─── Data

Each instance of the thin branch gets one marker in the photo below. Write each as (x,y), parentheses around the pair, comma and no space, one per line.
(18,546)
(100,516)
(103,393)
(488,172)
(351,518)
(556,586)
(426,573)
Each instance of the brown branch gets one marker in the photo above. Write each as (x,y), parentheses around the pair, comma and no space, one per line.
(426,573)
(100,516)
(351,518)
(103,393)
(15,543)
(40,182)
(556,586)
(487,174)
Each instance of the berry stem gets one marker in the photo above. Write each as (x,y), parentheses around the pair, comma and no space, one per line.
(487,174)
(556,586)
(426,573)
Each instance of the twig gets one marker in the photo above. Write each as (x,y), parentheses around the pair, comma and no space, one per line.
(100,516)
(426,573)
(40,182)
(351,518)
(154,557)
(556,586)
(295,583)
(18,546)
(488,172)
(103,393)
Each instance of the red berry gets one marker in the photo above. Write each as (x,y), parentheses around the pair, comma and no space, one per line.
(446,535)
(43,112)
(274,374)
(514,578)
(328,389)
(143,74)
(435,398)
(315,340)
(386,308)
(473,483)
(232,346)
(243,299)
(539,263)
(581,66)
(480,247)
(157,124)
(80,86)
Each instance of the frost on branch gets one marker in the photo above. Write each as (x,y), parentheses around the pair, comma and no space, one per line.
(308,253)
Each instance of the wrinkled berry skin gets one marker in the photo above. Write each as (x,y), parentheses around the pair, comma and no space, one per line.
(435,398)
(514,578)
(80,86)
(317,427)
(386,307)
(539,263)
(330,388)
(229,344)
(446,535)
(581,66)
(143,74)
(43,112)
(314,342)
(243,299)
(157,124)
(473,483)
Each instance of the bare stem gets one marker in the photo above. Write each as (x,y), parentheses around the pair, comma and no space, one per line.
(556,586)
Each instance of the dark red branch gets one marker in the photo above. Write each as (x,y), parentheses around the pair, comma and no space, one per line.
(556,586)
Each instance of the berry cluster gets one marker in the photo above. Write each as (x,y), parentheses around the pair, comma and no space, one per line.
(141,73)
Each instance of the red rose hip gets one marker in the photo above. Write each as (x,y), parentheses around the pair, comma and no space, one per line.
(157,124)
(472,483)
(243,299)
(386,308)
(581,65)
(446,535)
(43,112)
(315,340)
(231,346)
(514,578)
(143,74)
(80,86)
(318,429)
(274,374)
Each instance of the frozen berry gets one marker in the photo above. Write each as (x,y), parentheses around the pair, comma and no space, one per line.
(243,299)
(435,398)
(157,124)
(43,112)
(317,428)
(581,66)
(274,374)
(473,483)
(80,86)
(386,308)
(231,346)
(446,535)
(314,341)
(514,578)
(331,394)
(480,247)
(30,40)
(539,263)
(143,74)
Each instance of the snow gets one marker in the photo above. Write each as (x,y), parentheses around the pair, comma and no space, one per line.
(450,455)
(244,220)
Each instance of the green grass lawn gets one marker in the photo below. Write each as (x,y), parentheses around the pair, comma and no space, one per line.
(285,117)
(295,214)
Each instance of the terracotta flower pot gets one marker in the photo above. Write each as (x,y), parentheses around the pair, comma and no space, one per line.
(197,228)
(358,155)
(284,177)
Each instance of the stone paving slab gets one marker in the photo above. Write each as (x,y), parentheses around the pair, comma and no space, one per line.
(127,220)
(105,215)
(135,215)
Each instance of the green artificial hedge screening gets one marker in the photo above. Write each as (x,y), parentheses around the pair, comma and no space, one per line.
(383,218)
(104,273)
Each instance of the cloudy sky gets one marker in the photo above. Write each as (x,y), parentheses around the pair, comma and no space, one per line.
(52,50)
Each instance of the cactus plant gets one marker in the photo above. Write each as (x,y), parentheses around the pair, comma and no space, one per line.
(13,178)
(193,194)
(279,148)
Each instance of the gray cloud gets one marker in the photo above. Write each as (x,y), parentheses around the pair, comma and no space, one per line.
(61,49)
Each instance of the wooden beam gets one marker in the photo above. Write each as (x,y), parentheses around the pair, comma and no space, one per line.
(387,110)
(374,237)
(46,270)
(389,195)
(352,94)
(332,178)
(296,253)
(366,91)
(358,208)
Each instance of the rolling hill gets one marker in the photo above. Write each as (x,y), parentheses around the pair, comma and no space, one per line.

──────

# [Work to do]
Produce an exact copy of all the records.

# [Response for this exercise]
Each instance of the thin branch gets one marker in the photo below. Write each as (x,y), parentheses around the pair, comma and no space, one per line.
(18,546)
(100,516)
(103,393)
(488,172)
(351,518)
(556,586)
(426,573)
Each instance of the brown branch gets one marker in the photo above. Write each as (x,y), parentheses around the pair, comma and no space, one per line.
(426,573)
(100,516)
(351,518)
(103,393)
(15,543)
(40,182)
(556,586)
(487,174)
Each instance of the berry stem gets one marker in the photo above. Write each as (x,y), parentheses around the pair, comma and no space, one per line.
(487,174)
(556,586)
(426,573)
Each instance of the twig gets one marker in the photo above. Write each as (x,y), parentheses around the pair, comma and no space, one per line.
(100,516)
(426,573)
(40,182)
(351,518)
(154,557)
(556,586)
(295,583)
(18,546)
(488,172)
(103,393)
Each instance of the red berry gets one marker in the photo above. Write each as (x,y), parentheses around the pair, comma and no space, one per line.
(446,535)
(43,112)
(274,374)
(514,578)
(328,389)
(143,74)
(435,398)
(315,340)
(386,308)
(473,483)
(232,346)
(243,299)
(539,263)
(581,66)
(480,247)
(157,124)
(80,86)
Each instance of the frost on branch gets one marker in the photo above. Write each as (x,y), parentheses around the pair, comma and no space, one per line.
(308,253)
Each instance of the wrinkled berry skin gets one marker in the photo above. Write each as (x,y), parentheses around the pair, comma and no space, one per line.
(435,398)
(514,578)
(80,86)
(317,427)
(386,307)
(539,263)
(330,388)
(229,344)
(446,535)
(581,66)
(143,74)
(43,112)
(314,342)
(243,299)
(157,124)
(473,483)
Each instance of the bare stem gets one marker in the photo above. Write each as (x,y), parentheses around the pair, comma and no space, one per line.
(556,586)
Each instance of the dark red branch gets one marker in the photo above. Write each as (x,y), parentheses around the pair, comma and no space, one per line.
(556,586)
Each instance of the berry cluster gets one marker in the photo above. Write each as (x,y), parentheses around the pair, comma and no space, one per line.
(141,73)
Each instance of the red rose hip gets one marker in the photo above. Write each as (x,y), parentheses around the pair, comma and no space, one per line.
(157,124)
(472,483)
(243,299)
(386,308)
(581,65)
(446,535)
(43,112)
(315,340)
(231,346)
(514,578)
(143,74)
(80,86)
(318,429)
(274,374)
Each instance of the frozen berry gets one marker in the photo above. Write each as (x,y), parentheses around the pair, comma and no space, one per line.
(243,299)
(435,398)
(157,124)
(43,112)
(317,428)
(581,66)
(274,374)
(473,483)
(80,86)
(386,308)
(231,346)
(446,535)
(314,341)
(514,578)
(331,394)
(480,247)
(30,40)
(539,263)
(143,74)
Each instance of the snow gets one marker in the photo above. Write each as (x,y), parentheses around the pair, comma and no space, one per line.
(450,455)
(244,220)
Each instance of the green grass lawn gets one marker in the photo below. Write each as (x,y), parentheses around the pair, comma and no space, one per line.
(285,117)
(295,214)
Each instance of the terracotta flower pot gets one marker in the photo above. Write each as (x,y), parentheses around the pair, comma and no space, one per line.
(197,228)
(358,155)
(284,177)
Each instance of the stone paving slab gets one marker in the photo above. Write each as (x,y), parentheses around the pair, comma and no space, one per line.
(127,220)
(105,215)
(135,215)
Each instance of the green artificial hedge screening gets one marker in the photo above. Write each as (x,y), parentheses around the pair, comma and no space, one per line.
(383,218)
(104,273)
Each instance of the cloudy sky gets one marker in the photo above. Write each as (x,y), parentheses around the pair, comma and no space, one per line.
(52,50)
Each instance of the cactus plant gets one marker in the photo above. Write each as (x,y), parentheses around the pair, comma and no space, one per line.
(13,178)
(193,194)
(279,148)
Each instance of the gray cloud gets one marker in the photo above. Write each as (x,y), parentheses around the pair, comma and no space, one per line.
(61,49)
Each instance of the wooden beam gets one marker in the photo above. Write each as (x,y), parentheses around the pair, comma and no space, one per line.
(387,110)
(374,237)
(46,270)
(389,195)
(352,94)
(332,178)
(296,253)
(366,91)
(358,208)
Each instance of the rolling hill gets one marker in the photo above. Write each as (x,y), parentheses around the pair, comma and no space, one per line.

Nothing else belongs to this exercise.